YOUR OBJECTIVE
All of the records below need to be copied exactly.
=-=-=
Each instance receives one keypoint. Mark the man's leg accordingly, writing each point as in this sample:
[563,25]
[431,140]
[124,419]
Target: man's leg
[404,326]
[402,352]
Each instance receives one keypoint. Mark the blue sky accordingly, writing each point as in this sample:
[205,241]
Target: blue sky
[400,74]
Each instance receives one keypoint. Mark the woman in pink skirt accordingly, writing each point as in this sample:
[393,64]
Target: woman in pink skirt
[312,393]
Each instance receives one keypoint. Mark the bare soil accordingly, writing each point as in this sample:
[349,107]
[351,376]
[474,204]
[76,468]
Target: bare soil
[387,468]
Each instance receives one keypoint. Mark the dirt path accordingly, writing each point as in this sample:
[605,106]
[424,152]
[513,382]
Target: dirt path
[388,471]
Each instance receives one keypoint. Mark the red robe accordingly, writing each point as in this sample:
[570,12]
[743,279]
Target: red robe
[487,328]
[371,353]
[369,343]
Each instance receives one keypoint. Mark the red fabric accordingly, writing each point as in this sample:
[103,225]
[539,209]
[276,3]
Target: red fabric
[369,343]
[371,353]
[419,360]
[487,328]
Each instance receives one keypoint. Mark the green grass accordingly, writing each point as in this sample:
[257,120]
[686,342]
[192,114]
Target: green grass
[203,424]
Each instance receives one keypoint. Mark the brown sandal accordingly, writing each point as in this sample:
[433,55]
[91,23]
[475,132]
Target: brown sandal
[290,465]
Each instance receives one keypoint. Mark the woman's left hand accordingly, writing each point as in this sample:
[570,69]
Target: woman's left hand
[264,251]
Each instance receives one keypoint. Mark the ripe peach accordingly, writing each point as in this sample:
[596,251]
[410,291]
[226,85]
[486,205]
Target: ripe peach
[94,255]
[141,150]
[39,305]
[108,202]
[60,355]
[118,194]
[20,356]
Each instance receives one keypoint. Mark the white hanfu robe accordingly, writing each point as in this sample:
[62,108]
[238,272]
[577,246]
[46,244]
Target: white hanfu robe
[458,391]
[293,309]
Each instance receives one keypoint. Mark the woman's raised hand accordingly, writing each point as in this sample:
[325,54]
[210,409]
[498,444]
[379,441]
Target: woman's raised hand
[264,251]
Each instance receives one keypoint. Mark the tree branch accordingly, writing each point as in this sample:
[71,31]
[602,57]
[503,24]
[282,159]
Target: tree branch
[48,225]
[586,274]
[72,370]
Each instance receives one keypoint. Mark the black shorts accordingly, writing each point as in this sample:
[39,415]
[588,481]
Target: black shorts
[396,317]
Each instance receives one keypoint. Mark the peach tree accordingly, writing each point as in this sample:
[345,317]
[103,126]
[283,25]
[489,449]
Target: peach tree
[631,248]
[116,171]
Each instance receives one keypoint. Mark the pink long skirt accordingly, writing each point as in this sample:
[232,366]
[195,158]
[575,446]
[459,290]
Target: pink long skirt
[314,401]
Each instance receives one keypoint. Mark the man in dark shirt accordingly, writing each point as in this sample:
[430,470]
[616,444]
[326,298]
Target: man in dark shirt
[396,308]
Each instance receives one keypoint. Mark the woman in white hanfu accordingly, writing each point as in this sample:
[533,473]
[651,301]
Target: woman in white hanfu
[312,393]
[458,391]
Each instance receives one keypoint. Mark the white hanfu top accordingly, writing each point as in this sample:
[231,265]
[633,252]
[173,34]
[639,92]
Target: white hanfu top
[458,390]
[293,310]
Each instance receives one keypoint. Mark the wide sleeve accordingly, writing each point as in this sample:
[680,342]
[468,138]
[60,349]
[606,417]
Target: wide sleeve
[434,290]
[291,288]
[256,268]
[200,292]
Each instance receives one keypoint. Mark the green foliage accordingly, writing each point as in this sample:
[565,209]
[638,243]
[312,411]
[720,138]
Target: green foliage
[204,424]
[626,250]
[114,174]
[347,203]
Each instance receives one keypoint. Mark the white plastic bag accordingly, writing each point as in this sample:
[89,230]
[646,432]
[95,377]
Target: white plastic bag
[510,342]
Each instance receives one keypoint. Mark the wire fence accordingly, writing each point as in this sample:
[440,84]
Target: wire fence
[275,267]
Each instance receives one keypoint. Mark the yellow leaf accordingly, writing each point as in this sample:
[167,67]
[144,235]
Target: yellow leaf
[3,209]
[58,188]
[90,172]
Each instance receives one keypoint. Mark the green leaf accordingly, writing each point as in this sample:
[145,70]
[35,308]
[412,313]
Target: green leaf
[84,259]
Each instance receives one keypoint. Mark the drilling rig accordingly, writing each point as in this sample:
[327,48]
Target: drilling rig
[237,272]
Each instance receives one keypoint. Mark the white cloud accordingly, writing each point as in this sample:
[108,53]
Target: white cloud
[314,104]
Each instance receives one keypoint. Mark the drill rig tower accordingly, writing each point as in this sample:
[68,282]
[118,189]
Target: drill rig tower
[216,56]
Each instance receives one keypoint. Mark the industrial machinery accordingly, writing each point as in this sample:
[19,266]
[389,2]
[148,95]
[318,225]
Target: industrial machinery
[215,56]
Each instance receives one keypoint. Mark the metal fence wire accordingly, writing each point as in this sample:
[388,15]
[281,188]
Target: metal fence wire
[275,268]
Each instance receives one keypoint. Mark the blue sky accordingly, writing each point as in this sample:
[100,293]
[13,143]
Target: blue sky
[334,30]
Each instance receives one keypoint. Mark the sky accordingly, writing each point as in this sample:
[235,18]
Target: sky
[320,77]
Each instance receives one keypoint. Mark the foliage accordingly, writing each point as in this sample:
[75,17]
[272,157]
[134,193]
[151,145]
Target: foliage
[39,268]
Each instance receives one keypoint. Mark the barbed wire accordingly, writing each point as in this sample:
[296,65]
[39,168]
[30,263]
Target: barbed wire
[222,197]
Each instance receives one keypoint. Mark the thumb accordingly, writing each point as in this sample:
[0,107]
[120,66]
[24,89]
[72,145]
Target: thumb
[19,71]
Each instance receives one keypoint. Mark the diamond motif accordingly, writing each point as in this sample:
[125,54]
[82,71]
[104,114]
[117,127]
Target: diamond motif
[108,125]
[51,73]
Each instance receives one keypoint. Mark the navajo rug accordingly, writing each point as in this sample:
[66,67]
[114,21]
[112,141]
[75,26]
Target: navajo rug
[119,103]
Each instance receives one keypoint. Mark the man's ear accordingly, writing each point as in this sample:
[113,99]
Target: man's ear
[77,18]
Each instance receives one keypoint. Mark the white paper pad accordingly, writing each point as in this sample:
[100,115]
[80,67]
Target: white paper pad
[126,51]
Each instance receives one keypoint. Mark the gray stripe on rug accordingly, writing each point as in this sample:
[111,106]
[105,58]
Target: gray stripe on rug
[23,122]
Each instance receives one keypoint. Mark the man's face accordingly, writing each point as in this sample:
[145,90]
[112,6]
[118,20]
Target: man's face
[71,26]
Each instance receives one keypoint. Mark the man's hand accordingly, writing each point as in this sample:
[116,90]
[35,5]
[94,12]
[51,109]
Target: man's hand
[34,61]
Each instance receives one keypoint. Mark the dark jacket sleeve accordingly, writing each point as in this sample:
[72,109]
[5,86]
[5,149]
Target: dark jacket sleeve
=-=-=
EXERCISE ANSWER
Each instance receives one keypoint. Mark the man's leg accordingly, writing each point as in this sample:
[563,25]
[431,140]
[124,419]
Target: man's leg
[404,326]
[402,352]
Each instance receives one keypoint. Mark the blue sky accordingly, writing each point as in this sample:
[205,241]
Target: blue sky
[400,74]
Each instance receives one keypoint. Mark the woman in pink skirt accordingly, writing each point as in this sample:
[393,64]
Target: woman in pink skirt
[312,393]
Each instance receives one keypoint. Mark the bare soil accordingly, writing each point as in this sample:
[349,107]
[351,376]
[474,204]
[76,468]
Target: bare soil
[387,468]
Each instance receives one keypoint. Mark the dirt path accordingly, writing each point as in this sample:
[605,106]
[424,152]
[513,382]
Target: dirt path
[388,471]
Each instance receives one keypoint. Mark the red robe accordingly, writing each point as in this sample:
[570,12]
[743,279]
Target: red robe
[487,328]
[371,353]
[369,343]
Each instance receives one keypoint. Mark the red fabric accordingly, writing each point as in this sample:
[103,225]
[539,209]
[276,3]
Target: red fabric
[369,343]
[371,353]
[419,360]
[487,328]
Each instance receives one keypoint. Mark the green grass accordingly, writing each point as in this sample:
[257,120]
[686,342]
[192,114]
Target: green grass
[203,424]
Each instance receives one keypoint. Mark the brown sandal accordingly, writing each point as in this sample:
[433,55]
[91,23]
[475,132]
Target: brown sandal
[290,465]
Each instance receives one keypoint. Mark the woman's left hand accordingly, writing each point as in this sample:
[570,69]
Target: woman's left hand
[264,251]
Each instance receives one keypoint. Mark the ripe peach accordingly, writing each point as in this sample:
[596,251]
[410,291]
[226,85]
[486,205]
Target: ripe peach
[94,255]
[141,150]
[39,305]
[108,202]
[60,355]
[118,194]
[20,356]
Each instance receives one keypoint. Mark the white hanfu robe accordingly, writing each point as in this sample:
[62,108]
[238,272]
[577,246]
[46,244]
Target: white hanfu robe
[458,391]
[293,309]
Each instance receives one keypoint. Mark the woman's raised hand accordingly, writing each point as in this sample:
[325,54]
[210,409]
[498,444]
[379,441]
Target: woman's raised hand
[264,251]
Each instance receives one keypoint. Mark the tree branch accordingly, writing each point as in this sample:
[71,31]
[602,57]
[503,24]
[282,159]
Target: tree branch
[48,225]
[586,274]
[72,370]
Each instance receives one keypoint. Mark the black shorts accordingly, writing each point as in this sample:
[39,415]
[588,481]
Target: black shorts
[396,317]
Each instance receives one keypoint. Mark the peach tree accordingly, writing each point as in this sample:
[345,317]
[103,126]
[283,25]
[489,449]
Target: peach tree
[631,248]
[116,171]
Each instance receives one keypoint. Mark the pink long skirt accordingly, writing each point as in this sample:
[232,366]
[195,158]
[575,446]
[459,290]
Target: pink long skirt
[314,401]
Each instance receives one keypoint. Mark the man in dark shirt accordingly, writing each point as in this sample:
[430,470]
[616,444]
[326,298]
Target: man in dark shirt
[396,308]
Each instance receives one keypoint. Mark the woman in white hanfu accordingly, writing each point as in this sample:
[533,473]
[651,301]
Target: woman in white hanfu
[312,393]
[458,391]
Each instance receives one keypoint. Mark the white hanfu top accordingly, writing each point as in this sample:
[231,265]
[633,252]
[173,34]
[639,92]
Target: white hanfu top
[458,390]
[293,310]
Each instance receives one keypoint. Mark the wide sleeve accordingly, writing each point as in this sample:
[680,342]
[468,138]
[60,349]
[606,417]
Target: wide sleeve
[434,290]
[291,288]
[256,268]
[200,292]
Each instance receives one keypoint. Mark the green foliage accordingly, writing each point as in this sample:
[565,209]
[638,243]
[312,411]
[720,138]
Target: green foliage
[204,424]
[626,250]
[114,174]
[347,203]
Each instance receives one keypoint. Mark the white plastic bag accordingly, writing each point as in this sample:
[89,230]
[646,432]
[95,377]
Target: white plastic bag
[510,342]
Each instance receives one keypoint. Mark the wire fence accordingly, writing each point as in this sample:
[440,84]
Target: wire fence
[275,267]
Each instance receives one keypoint. Mark the yellow leaf accordingly, writing each point as in this sample:
[167,67]
[144,235]
Target: yellow leaf
[3,209]
[58,188]
[90,172]
Each instance receives one keypoint. Mark the green leaf accordingly, writing each point as in this sample:
[145,70]
[35,308]
[412,313]
Target: green leaf
[84,259]
Each instance receives one keypoint. Mark the drilling rig accordingly, writing each point as in this sample:
[327,48]
Target: drilling rig
[237,272]
Each instance receives one keypoint. Mark the white cloud accordingly, writing each point as in this sample:
[108,53]
Target: white cloud
[314,104]
Each instance receives one keypoint. Mark the drill rig tower accordingly, writing each point as in this sample:
[68,282]
[118,189]
Target: drill rig tower
[216,56]
Each instance receives one keypoint. Mark the industrial machinery accordingly, writing each point as in this sample:
[19,266]
[389,2]
[148,95]
[318,225]
Target: industrial machinery
[215,56]
Each instance receives one keypoint. Mark the metal fence wire accordingly, writing each point as in this sample:
[388,15]
[281,188]
Target: metal fence wire
[275,268]
Each instance receives one keypoint. Mark the blue sky accordingly, writing each point as in this sample:
[100,293]
[13,143]
Target: blue sky
[334,30]
Each instance receives one keypoint. Mark the sky accordingly, writing each point as in this sample:
[235,18]
Target: sky
[320,77]
Each instance receives one keypoint. Mark the foliage accordingly, writing each point as in this sample:
[75,17]
[272,157]
[134,193]
[151,145]
Target: foliage
[39,268]
Each instance receives one keypoint. Mark the barbed wire accordingly, writing each point as in this sample:
[296,65]
[39,168]
[30,263]
Target: barbed wire
[222,197]
Each instance receives one keypoint. Mark the thumb accordingly, writing each point as in this sample:
[0,107]
[120,66]
[24,89]
[72,145]
Target: thumb
[19,71]
Each instance receives one keypoint. Mark the diamond motif accordingly, writing each point as in this sample:
[125,54]
[82,71]
[104,114]
[117,127]
Target: diamond motif
[108,125]
[51,73]
Each instance receives one keypoint. Mark the navajo rug accordingly, writing each point as in this sample:
[66,67]
[114,21]
[112,141]
[75,26]
Target: navajo rug
[119,103]
Each instance receives one keypoint. Mark the man's ear accordingly, writing each point as in this sample:
[113,99]
Target: man's ear
[77,18]
Each instance receives one keypoint. Mark the white paper pad accordingly, writing each point as in this sample:
[100,115]
[80,67]
Target: white paper pad
[126,51]
Each instance receives one keypoint. Mark the gray stripe on rug accordingly, writing each point as in this sample:
[111,106]
[105,58]
Target: gray stripe on rug
[23,122]
Each instance receives one keypoint. Mark the man's face accordingly, writing each point as in this sample:
[145,90]
[112,6]
[118,20]
Target: man's face
[71,26]
Each instance receives one keypoint. Mark the man's hand accordingly, writing each point as in this sample:
[116,90]
[35,5]
[94,12]
[51,109]
Target: man's hand
[34,61]
Each instance receives one keypoint. Mark the dark jacket sleeve accordingly, writing each point as in this sample:
[72,109]
[5,86]
[5,149]
Target: dark jacket sleeve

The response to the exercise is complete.